Directions: Gather every line in the records below that contains the word "front".

Raw records:
════════

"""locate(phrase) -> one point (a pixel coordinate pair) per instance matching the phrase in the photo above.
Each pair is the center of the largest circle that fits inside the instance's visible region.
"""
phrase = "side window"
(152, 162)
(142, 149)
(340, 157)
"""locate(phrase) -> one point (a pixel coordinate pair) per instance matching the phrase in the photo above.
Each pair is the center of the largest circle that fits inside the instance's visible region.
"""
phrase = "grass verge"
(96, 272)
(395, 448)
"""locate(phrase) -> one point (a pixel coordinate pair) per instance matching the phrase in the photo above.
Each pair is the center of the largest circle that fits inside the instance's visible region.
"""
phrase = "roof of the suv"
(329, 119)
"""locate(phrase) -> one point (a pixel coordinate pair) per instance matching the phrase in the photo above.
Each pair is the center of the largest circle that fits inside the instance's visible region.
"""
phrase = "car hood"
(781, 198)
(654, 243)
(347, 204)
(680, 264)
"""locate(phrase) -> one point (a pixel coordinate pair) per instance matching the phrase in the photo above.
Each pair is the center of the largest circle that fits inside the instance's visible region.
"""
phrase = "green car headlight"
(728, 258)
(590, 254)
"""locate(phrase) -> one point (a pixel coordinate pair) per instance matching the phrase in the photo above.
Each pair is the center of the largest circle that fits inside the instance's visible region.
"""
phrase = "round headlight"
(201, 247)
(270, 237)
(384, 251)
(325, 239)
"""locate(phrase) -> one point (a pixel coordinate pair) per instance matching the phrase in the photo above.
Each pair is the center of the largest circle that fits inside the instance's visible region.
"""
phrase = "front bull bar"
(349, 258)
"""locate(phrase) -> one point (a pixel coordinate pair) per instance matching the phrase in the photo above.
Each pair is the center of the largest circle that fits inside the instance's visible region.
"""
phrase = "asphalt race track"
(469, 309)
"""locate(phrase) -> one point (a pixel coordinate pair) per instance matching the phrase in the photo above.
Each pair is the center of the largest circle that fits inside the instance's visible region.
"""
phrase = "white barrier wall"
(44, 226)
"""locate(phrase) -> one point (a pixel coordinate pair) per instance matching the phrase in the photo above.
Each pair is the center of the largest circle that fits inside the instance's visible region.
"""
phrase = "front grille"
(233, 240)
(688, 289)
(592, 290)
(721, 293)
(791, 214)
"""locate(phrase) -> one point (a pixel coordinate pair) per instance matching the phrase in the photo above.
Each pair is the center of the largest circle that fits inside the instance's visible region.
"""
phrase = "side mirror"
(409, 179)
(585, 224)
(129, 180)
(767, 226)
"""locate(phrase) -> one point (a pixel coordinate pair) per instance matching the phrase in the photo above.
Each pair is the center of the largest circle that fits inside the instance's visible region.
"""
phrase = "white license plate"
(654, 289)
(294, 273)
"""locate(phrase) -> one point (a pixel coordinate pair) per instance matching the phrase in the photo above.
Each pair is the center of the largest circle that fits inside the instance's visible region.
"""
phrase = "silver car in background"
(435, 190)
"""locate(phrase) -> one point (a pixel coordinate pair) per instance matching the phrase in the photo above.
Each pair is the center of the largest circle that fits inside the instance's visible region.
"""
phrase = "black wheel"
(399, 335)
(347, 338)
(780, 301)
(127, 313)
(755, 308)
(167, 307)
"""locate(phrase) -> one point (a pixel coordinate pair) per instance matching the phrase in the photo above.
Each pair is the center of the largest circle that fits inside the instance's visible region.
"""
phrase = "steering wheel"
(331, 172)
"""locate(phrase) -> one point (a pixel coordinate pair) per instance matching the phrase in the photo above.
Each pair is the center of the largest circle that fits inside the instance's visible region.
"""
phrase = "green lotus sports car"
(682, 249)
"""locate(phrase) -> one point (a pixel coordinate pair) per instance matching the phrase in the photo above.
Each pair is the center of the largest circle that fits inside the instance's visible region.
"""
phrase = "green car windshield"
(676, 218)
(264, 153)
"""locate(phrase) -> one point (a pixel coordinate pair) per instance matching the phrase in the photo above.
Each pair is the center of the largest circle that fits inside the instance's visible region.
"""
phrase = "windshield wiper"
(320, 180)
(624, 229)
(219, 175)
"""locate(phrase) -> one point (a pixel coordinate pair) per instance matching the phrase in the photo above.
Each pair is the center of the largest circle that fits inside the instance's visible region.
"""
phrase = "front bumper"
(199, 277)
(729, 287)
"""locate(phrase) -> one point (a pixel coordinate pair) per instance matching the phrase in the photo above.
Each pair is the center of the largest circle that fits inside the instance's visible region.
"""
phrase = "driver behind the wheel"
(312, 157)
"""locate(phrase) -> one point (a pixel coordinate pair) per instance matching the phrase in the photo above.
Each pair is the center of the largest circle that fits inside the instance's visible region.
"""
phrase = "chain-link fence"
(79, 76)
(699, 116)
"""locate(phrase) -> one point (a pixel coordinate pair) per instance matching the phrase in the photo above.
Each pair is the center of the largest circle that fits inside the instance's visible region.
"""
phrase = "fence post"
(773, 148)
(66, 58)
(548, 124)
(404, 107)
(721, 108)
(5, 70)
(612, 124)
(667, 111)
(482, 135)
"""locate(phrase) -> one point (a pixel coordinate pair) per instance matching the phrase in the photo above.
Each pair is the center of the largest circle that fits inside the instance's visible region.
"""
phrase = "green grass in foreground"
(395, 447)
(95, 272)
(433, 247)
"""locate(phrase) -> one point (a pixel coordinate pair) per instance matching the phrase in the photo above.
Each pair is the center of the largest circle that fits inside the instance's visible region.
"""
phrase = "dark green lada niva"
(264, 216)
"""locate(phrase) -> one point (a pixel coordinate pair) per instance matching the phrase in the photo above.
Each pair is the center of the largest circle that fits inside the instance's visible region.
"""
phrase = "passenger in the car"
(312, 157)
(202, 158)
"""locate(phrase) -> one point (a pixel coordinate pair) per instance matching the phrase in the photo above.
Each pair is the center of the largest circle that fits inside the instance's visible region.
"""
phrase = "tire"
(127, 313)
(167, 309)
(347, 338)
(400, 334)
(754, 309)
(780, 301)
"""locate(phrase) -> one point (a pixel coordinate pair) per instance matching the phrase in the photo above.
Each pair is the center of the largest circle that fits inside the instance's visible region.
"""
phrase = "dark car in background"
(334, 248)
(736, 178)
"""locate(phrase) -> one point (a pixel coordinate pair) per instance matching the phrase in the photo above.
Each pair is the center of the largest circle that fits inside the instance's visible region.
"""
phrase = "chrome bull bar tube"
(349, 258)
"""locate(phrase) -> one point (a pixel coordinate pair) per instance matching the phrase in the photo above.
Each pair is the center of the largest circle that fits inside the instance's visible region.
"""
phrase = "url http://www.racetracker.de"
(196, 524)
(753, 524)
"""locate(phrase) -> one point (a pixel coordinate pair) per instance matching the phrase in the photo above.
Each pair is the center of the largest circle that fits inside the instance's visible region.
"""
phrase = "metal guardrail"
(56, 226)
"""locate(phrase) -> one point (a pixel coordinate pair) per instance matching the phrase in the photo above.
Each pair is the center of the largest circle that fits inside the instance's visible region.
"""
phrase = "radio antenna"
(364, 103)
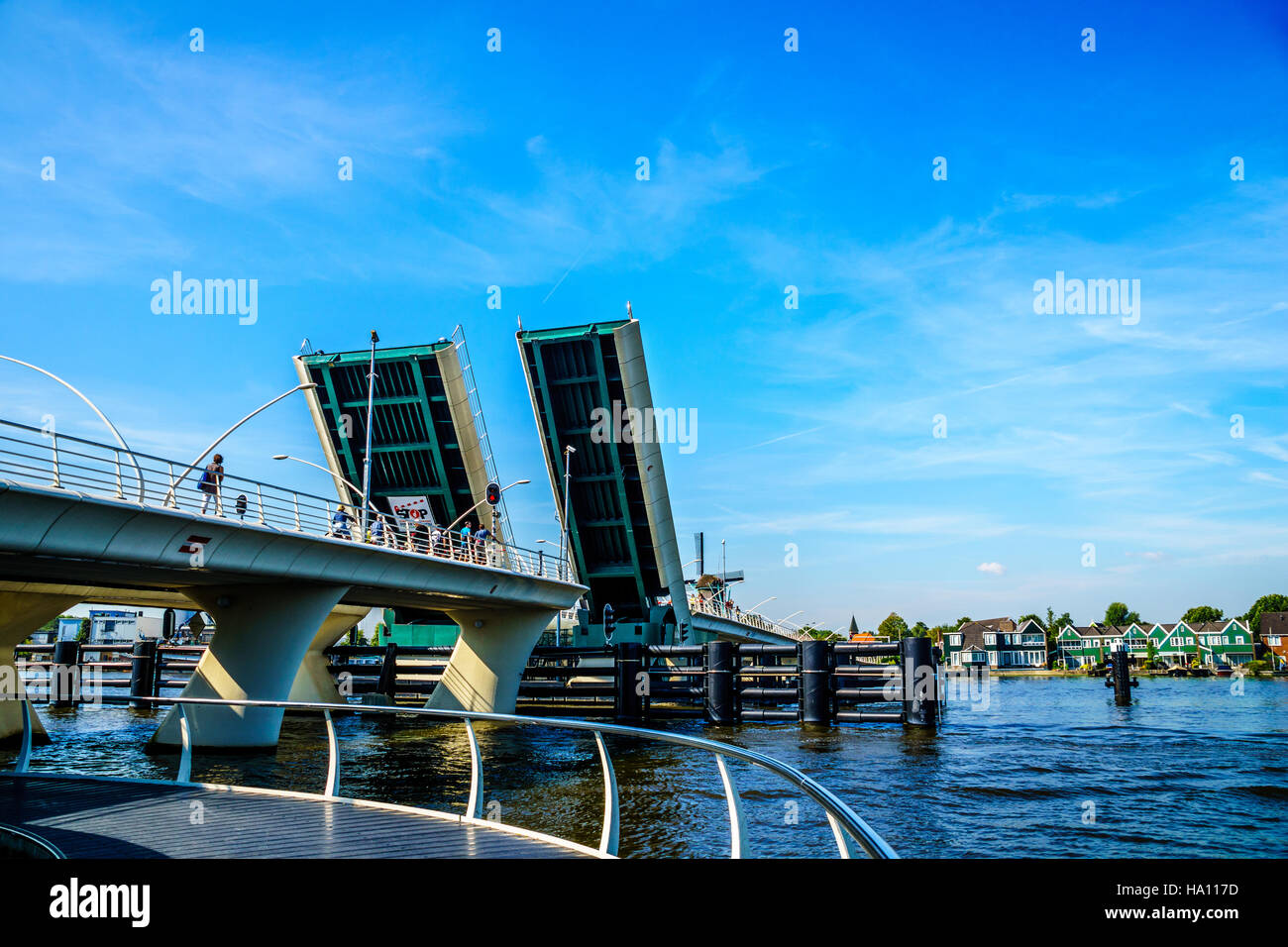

════════

Task response:
phrase = "front bull bar"
phrase = "front grille"
phrase = "front bumper"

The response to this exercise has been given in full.